- Problem details
Copy the entries that follow, exactly and completely.

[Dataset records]
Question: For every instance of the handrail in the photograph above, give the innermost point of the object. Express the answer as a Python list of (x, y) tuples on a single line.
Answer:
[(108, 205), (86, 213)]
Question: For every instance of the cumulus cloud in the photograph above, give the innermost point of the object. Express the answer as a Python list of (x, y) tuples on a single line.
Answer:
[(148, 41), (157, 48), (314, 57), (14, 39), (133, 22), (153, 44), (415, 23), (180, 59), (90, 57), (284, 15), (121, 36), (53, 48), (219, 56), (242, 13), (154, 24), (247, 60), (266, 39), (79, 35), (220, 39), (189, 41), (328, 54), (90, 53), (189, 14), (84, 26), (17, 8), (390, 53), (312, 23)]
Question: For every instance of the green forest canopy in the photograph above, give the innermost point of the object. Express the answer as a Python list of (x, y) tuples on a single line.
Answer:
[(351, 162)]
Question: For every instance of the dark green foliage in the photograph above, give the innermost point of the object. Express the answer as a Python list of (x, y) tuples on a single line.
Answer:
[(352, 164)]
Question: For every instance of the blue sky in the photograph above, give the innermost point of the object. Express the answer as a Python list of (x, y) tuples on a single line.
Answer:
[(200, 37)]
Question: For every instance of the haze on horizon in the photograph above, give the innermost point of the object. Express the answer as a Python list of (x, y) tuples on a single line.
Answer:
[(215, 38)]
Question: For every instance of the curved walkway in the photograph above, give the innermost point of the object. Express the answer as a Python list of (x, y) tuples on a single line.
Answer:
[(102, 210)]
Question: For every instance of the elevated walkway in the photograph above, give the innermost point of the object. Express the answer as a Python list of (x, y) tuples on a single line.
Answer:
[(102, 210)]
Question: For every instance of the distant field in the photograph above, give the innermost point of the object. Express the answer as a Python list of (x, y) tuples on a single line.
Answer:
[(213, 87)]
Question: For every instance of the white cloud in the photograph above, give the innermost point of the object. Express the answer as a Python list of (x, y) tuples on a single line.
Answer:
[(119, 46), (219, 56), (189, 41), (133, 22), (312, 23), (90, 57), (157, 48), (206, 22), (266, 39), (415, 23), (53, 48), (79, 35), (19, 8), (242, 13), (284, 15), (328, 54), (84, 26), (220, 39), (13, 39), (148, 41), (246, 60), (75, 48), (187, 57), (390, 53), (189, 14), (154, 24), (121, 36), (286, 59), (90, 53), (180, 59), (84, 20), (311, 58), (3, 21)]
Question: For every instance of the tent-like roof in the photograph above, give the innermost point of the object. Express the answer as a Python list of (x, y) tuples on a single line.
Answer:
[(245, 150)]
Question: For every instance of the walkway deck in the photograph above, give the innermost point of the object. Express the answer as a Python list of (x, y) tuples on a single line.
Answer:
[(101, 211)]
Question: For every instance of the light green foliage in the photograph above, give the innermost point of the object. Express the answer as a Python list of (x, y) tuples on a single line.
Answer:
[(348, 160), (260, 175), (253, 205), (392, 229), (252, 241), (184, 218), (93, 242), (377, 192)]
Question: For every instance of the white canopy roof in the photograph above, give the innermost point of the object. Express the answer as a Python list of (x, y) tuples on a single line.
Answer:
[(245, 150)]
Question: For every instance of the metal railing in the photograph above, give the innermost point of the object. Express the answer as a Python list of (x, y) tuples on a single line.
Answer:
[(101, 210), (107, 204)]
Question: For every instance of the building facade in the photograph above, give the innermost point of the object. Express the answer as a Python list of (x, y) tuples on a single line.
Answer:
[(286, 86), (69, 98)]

- Exercise solution
Question: For every instance of the handrail in the photograph above, give the innermost point of the object. Express the answer as a Python list of (x, y) tuples on a single line.
Answer:
[(108, 205), (86, 213)]
Question: For every instance of the cumulus cloud in the photograph above, give the innermost point of the object. Express the answer as a Python list of (x, y) tuples on a single line.
Answer:
[(148, 41), (157, 48), (314, 57), (14, 39), (133, 22), (153, 44), (415, 23), (180, 59), (90, 57), (284, 15), (121, 36), (53, 48), (219, 56), (242, 13), (154, 24), (247, 60), (266, 39), (79, 35), (220, 39), (189, 41), (328, 54), (90, 53), (189, 14), (84, 26), (17, 8), (390, 53), (312, 23)]
Question: For every instance of the green forest canopy in the photograph above, give the innermost point of the object. Express the answer as a Python list of (x, y) tuples on a single line.
Answer:
[(351, 162)]
Question: For every instance of the dark green foliage in the photograph above, give the innermost point of the object. Express the answer as a Python list of (x, y) tuples on a single line.
Answer:
[(352, 164)]
Question: For every instance of the blue sky in the photograph above, give the innermost point of the object. Express the answer as a Python list of (x, y) tuples on a single line.
Answer:
[(200, 37)]
Question: For every instance of the haze on horizon in the photograph above, give the innermost point of the object. Express the answer as a Python list of (x, y) tuples on a single line.
Answer:
[(215, 38)]
Question: For every instance of the curved walkway in the photograph above, give the innermost point of the object. Express the answer as a Python list of (x, y) tuples on a single line.
Answer:
[(102, 210)]
Question: For every instance of the elevated walkway in the photograph above, give the innermost point of the object. Express the answer as a Python list of (x, y) tuples on a single line.
Answer:
[(102, 210)]
Question: For every instance of the distant field in the photograph above, give the innermost point of the object. Express the answer as a Python list of (x, y) tuples on a single line.
Answer:
[(213, 87)]
Question: For every instance of the white cloud in the photograph above, give the innermost point of the object. Express the answer as a Python list of (x, y) tuples on a single line.
Answer:
[(119, 46), (219, 56), (189, 41), (133, 22), (312, 23), (90, 57), (157, 48), (206, 22), (266, 39), (415, 23), (53, 48), (79, 35), (19, 8), (242, 13), (284, 15), (328, 54), (84, 26), (220, 39), (13, 39), (148, 41), (246, 60), (75, 48), (187, 57), (390, 53), (189, 14), (154, 24), (121, 36), (286, 59), (90, 53), (180, 59), (84, 20), (311, 58), (3, 21)]
Question: For every instance of the tent-like roof in the photograph above, give the innermost point of the object. Express the answer as a Python list of (x, y) tuples on a single line.
Answer:
[(245, 150)]
Question: For every instance of the walkway deck in the photograph above, give the innermost point of the object. Express the answer as a Python list of (x, y) tuples on a single line.
Answer:
[(101, 211)]
Question: For every instance of the light green foliage in the photograph above, give the innermost point of the object. Express the answer as a Python list of (x, y) tuples on a single line.
Answer:
[(348, 160), (260, 175), (253, 205), (392, 229), (252, 241), (184, 218), (93, 242), (377, 192)]
Question: For every instance of the white canopy roof in the photograph above, give the innermost point of the object. Express the answer as a Python list of (x, y) tuples on a single line.
Answer:
[(245, 150)]
Question: For every instance of the metal railing in the photograph above, give the innermost point of the object. Express the answer as a Python list of (x, y) tuples on a single line.
Answer:
[(101, 210), (107, 204)]
Question: For every instance of the building facade in the photograph above, give the innermost point of the object. Express the answer as a Python list of (x, y) tuples on a single line.
Answer:
[(286, 86), (69, 98)]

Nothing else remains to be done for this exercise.